- EXCERPT PROVIDED:
■ ■ ■ ■ ■

As you might have noticed, at Fluid Attacks we like parser combinators, functional programming, and, of course, Python. In the parser article, I showed you the essentials of Pyparsing and we also showed how to leverage its power to find SQL injections in a PHP application. Here we will extend those essentials to show you how we use parser combinators in Asserts, our vulnerability closure checker engine. Feel free to refer to that article for more details on how Pyparsing works, though I’ll try my best to leave no keyword used here without explanation.

Parser combinators are particularly useful when the expressions to be analyzed are complex. You don’t really need parser combinators to break up email addresses into usernames and domains. For that, a regular expression will suffice. However, when what you need to do is more involved, such as looking for SQL injections, or analyzing source code for poor programming practices as per our Rules and recommendations, parsers are our tool of choice. This is one of the tasks at which Asserts excels, determine whether a vulnerability, found by one of our analysts in the source code, is still open by deeply searching in it, with the aid of parser combinators. Let us see how that works.

■ ■ ■ ■ ■

- DATA SHOWN:
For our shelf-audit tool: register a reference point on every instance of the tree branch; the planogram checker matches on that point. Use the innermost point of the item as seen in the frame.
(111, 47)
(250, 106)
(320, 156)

■ ■ ■ ■ ■

Could you condense the paragraph that begins "Parser combinators are particularly useful" in the parser combinators excerpt into a short bulleted list that keeps its main facts? The listing is taken from a separate source.

- ANSWER TO THIS TASK:
- Parser combinators are most useful when the expressions being analyzed are complex.
- Simple jobs, such as splitting email addresses into usernames and domains, need only a regular expression.
- For harder jobs, such as finding SQL injections or checking source code for poor programming practices, parsers are the preferred tool.
- Asserts uses parser combinators to search source code in depth and determine whether a vulnerability an analyst found is still open.